WRITTEN EXERCISE: Pull out each line of the material that contains the word "horizon". Case matters.

[Image annotation data]
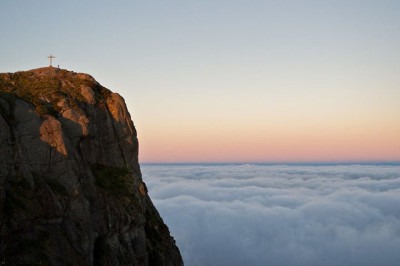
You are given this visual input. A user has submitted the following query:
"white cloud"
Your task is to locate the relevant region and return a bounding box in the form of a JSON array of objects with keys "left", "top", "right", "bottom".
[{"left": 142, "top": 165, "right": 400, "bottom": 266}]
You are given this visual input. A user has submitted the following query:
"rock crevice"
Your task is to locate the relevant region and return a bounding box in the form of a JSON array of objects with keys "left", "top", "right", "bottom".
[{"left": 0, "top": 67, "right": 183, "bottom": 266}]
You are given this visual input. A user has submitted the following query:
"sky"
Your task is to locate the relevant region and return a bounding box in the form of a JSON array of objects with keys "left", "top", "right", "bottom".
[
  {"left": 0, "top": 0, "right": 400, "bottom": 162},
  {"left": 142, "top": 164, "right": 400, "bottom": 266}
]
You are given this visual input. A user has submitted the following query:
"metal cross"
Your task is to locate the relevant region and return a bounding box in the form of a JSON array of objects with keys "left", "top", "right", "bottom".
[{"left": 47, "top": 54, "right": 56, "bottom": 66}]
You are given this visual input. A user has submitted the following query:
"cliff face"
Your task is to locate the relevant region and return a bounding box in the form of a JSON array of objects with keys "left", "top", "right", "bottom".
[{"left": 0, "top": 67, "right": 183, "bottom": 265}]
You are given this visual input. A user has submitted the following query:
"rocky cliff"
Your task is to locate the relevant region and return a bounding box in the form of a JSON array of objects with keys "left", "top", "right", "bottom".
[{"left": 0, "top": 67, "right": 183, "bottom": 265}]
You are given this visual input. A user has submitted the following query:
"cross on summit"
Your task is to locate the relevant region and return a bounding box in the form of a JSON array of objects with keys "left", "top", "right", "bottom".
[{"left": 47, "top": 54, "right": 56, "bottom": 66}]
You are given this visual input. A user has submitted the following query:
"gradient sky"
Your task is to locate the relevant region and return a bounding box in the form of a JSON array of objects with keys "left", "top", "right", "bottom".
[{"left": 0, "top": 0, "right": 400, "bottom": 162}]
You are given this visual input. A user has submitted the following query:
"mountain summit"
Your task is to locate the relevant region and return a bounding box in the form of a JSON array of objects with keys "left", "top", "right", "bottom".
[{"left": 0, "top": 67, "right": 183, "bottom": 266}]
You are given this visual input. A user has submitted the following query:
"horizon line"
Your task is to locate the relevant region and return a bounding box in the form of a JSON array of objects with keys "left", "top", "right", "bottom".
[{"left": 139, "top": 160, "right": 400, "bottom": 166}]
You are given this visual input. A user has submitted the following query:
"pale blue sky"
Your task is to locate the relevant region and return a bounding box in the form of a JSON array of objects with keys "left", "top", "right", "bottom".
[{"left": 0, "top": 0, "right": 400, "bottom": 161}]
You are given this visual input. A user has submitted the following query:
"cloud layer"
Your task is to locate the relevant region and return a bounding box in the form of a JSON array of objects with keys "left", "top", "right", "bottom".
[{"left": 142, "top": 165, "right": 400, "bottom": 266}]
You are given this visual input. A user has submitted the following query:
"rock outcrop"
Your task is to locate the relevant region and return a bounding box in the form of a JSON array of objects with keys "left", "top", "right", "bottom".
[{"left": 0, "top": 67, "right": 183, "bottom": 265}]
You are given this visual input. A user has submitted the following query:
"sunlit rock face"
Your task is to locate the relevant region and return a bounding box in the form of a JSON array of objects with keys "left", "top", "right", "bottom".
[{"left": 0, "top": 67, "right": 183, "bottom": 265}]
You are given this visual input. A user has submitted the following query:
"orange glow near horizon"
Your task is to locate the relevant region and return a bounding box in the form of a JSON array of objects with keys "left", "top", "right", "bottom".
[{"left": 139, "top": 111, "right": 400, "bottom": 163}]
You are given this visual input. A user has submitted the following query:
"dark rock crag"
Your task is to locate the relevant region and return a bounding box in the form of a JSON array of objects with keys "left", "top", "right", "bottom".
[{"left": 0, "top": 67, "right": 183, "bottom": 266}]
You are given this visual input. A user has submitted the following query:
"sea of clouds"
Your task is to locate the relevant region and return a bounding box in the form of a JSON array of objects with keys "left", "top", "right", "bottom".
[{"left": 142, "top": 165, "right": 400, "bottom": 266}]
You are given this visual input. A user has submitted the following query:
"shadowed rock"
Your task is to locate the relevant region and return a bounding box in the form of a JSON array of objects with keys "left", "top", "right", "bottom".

TASK RESULT:
"horizon line"
"orange glow near horizon"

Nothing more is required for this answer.